● Task to carry out: Substitute "Object" for every "Target" in the records below, and reproduce all of them with nothing else altered.

(Records that point to named objects)
------

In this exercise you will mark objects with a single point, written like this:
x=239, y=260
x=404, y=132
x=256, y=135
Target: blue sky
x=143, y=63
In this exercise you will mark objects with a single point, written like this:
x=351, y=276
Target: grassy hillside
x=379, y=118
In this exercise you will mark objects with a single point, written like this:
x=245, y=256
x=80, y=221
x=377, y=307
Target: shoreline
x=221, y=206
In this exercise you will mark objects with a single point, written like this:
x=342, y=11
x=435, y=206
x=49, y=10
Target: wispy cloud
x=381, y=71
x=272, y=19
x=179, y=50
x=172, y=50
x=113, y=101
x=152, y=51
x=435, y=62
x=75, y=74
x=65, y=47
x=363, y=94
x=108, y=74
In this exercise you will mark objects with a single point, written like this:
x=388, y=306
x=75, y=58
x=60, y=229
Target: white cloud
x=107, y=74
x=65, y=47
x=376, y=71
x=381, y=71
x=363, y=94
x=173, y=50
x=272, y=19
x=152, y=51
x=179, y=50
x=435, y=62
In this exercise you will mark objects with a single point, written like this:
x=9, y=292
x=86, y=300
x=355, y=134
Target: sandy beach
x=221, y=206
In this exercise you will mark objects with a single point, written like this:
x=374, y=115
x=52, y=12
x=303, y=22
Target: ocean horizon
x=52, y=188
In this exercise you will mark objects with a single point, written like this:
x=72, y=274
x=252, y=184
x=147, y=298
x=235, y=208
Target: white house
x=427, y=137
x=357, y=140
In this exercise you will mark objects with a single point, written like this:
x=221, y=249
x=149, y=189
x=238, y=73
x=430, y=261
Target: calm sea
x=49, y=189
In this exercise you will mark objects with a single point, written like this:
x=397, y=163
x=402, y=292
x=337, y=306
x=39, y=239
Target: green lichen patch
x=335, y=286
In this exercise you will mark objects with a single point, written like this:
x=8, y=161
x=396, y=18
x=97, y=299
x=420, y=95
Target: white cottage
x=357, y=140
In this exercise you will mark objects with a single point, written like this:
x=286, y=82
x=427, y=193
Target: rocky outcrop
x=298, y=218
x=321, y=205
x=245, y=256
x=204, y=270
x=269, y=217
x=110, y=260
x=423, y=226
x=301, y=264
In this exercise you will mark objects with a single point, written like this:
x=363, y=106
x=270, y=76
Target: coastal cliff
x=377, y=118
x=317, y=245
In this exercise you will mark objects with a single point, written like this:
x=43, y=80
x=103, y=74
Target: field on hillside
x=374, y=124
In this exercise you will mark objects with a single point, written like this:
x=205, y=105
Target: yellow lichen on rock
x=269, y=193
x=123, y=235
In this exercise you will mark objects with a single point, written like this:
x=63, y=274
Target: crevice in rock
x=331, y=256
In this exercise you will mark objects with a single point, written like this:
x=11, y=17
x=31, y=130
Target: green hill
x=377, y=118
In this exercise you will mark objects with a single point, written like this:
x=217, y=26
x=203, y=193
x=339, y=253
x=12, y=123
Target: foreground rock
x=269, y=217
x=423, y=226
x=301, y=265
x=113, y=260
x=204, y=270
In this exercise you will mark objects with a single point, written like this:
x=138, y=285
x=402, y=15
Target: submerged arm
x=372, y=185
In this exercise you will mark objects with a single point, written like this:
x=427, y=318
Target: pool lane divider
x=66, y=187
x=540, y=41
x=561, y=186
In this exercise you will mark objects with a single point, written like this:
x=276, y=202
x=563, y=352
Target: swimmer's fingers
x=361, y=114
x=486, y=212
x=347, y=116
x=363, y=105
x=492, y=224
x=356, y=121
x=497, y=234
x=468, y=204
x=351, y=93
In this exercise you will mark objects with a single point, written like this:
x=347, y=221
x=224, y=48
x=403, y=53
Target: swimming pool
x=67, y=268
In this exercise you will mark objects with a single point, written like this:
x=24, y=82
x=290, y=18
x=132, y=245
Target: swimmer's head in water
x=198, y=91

------

● Task solution:
In this exercise you will mark objects with a single point, written like this:
x=239, y=260
x=404, y=132
x=256, y=135
Object: blue sky
x=143, y=63
In this exercise you will mark objects with a single point, written like this:
x=351, y=276
Object: grassy hillside
x=379, y=118
In this exercise you will mark objects with a single point, written like this:
x=245, y=256
x=80, y=221
x=377, y=307
Object: shoreline
x=221, y=206
In this exercise you will mark objects with a single point, written like this:
x=342, y=11
x=435, y=206
x=49, y=10
Object: wispy cloud
x=381, y=71
x=272, y=19
x=179, y=50
x=172, y=50
x=113, y=101
x=152, y=51
x=435, y=62
x=75, y=74
x=65, y=47
x=363, y=94
x=108, y=74
In this exercise you will mark objects with a single point, written like this:
x=388, y=306
x=75, y=58
x=60, y=229
Object: white cloud
x=107, y=74
x=65, y=47
x=376, y=71
x=381, y=71
x=363, y=94
x=173, y=50
x=272, y=19
x=152, y=51
x=179, y=50
x=435, y=62
In this exercise you will mark objects with a single point, written like this:
x=9, y=292
x=86, y=300
x=355, y=134
Object: sandy beach
x=221, y=206
In this exercise you will mark objects with a single point, written like this:
x=374, y=115
x=52, y=12
x=303, y=22
Object: ocean horizon
x=52, y=188
In this exercise you will mark objects with a single point, written like this:
x=72, y=274
x=252, y=184
x=147, y=298
x=235, y=208
Object: white house
x=427, y=137
x=357, y=140
In this exercise you will mark objects with a single point, written like this:
x=221, y=249
x=149, y=189
x=238, y=73
x=430, y=261
Object: calm sea
x=49, y=189
In this exercise you will mark objects with a single point, written like this:
x=397, y=163
x=402, y=292
x=337, y=306
x=39, y=239
Object: green lichen patch
x=335, y=286
In this exercise you will mark objects with a single point, written like this:
x=8, y=161
x=396, y=18
x=97, y=299
x=420, y=95
Object: white cottage
x=357, y=140
In this exercise you will mark objects with a single point, written like this:
x=286, y=82
x=427, y=193
Object: rocky outcrop
x=298, y=218
x=321, y=205
x=245, y=256
x=204, y=270
x=269, y=217
x=110, y=260
x=423, y=226
x=301, y=264
In this exercise you will mark objects with a single point, written like this:
x=363, y=106
x=270, y=76
Object: coastal cliff
x=377, y=118
x=317, y=245
In this exercise you will mark objects with a single point, written like this:
x=43, y=80
x=103, y=74
Object: field on hillside
x=374, y=124
In this exercise you will mark objects with a single point, written like this:
x=205, y=105
Object: yellow lichen on rock
x=269, y=193
x=123, y=235
In this exercise you will mark objects with a single point, written like this:
x=63, y=274
Object: crevice in rock
x=331, y=256
In this exercise you will mark objects with a single point, written like this:
x=11, y=17
x=31, y=130
Object: green hill
x=377, y=118
In this exercise you will mark objects with a single point, written like this:
x=217, y=26
x=203, y=193
x=339, y=253
x=12, y=123
Object: foreground rock
x=269, y=217
x=423, y=226
x=301, y=265
x=113, y=260
x=204, y=270
In this exercise you will mark objects with a single point, written like this:
x=138, y=285
x=402, y=15
Object: submerged arm
x=372, y=185
In this exercise you will mark objects with a single point, written like this:
x=427, y=318
Object: pool lane divider
x=66, y=187
x=540, y=41
x=561, y=186
In this exercise you will mark objects with a single point, written like this:
x=276, y=202
x=563, y=352
Object: swimmer's fingers
x=361, y=114
x=486, y=212
x=347, y=116
x=363, y=105
x=492, y=224
x=356, y=121
x=497, y=234
x=468, y=204
x=351, y=93
In this exercise you will mark objects with a single point, written like this:
x=347, y=221
x=224, y=48
x=403, y=53
Object: swimming pool
x=67, y=268
In this exercise you will mark objects with a single point, written like this:
x=24, y=82
x=290, y=18
x=132, y=245
Object: swimmer's head in water
x=198, y=91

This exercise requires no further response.